__THE EXERCISE__
Return, exactly, the line that contains "Expected: for every instance of the u.s." together with all lines after it to the end of the entries, and no further lines.

###

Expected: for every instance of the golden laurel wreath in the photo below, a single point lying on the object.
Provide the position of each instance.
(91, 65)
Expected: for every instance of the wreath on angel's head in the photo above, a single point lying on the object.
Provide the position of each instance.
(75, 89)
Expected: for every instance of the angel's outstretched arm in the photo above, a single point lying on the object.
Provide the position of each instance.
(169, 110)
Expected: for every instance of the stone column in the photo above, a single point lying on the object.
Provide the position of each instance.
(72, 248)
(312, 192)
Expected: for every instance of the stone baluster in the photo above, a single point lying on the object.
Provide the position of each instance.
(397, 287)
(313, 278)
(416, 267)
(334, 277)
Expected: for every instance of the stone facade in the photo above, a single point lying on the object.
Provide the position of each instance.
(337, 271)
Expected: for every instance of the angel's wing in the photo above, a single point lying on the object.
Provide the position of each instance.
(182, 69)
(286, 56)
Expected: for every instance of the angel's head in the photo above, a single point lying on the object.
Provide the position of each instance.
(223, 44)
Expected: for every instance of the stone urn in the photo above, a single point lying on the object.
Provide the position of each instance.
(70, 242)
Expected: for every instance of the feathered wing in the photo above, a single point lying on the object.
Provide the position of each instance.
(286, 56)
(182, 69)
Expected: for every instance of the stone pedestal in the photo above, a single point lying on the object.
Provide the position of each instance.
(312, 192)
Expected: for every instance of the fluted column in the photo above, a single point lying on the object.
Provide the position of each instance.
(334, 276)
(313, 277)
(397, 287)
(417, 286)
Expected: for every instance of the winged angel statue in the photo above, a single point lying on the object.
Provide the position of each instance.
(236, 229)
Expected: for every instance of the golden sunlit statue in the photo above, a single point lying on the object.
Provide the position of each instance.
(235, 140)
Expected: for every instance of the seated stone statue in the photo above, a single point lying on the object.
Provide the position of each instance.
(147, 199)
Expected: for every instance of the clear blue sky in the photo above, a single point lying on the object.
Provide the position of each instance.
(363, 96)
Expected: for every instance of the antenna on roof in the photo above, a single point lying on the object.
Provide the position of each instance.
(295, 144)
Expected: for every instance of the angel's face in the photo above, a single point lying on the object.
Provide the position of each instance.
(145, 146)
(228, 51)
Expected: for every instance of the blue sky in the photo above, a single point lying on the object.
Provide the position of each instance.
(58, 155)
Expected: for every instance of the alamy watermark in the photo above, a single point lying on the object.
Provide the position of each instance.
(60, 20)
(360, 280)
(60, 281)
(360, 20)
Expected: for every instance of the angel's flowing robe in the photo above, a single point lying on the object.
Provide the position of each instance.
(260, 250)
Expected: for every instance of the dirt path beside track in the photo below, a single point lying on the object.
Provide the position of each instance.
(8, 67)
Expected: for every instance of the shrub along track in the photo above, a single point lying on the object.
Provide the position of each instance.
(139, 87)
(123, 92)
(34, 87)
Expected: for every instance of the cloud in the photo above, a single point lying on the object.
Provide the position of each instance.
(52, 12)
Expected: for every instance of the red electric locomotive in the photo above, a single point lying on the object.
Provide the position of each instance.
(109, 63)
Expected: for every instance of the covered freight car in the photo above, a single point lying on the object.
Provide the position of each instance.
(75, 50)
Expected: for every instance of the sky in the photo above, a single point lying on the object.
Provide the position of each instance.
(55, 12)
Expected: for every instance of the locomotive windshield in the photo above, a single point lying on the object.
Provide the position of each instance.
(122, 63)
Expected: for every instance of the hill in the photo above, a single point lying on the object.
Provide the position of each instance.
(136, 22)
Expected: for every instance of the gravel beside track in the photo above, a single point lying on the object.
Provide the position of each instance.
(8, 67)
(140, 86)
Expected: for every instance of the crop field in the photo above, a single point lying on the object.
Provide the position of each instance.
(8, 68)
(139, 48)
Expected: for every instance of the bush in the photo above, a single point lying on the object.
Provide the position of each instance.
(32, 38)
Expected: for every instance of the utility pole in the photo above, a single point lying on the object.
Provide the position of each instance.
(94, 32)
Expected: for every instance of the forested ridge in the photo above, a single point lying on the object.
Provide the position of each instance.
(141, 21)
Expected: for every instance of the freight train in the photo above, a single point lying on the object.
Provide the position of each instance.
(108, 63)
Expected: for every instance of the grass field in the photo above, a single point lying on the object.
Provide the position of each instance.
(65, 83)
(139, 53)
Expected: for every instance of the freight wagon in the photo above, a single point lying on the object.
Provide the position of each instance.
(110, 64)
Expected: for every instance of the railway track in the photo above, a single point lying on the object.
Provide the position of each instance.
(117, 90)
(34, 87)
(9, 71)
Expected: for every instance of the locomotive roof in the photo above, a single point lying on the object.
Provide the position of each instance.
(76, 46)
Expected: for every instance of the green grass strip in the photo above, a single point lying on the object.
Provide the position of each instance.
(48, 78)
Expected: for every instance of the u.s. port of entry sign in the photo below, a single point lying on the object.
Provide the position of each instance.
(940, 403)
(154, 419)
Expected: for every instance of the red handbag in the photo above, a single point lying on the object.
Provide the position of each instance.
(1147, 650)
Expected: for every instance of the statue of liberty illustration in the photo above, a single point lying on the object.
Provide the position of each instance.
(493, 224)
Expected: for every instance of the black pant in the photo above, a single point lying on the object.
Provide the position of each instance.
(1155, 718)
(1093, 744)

###

__TASK SOLUTION__
Expected: for every instance of the u.s. port of entry sign in the photo below, a single point lying on the object.
Provide the position of each instance.
(940, 403)
(154, 419)
Expected: for every instance of the red handbag in the photo above, a single point lying on the object.
Provide the position of each instance.
(1147, 650)
Expected: for every instance of the statue of liberty illustration in the photo above, a single point lying on the object.
Provide the position of each instance.
(493, 224)
Expected: for every instance of the black pant in the photo above, a single point lying on the object.
Provide the position of each instance.
(1155, 718)
(1093, 744)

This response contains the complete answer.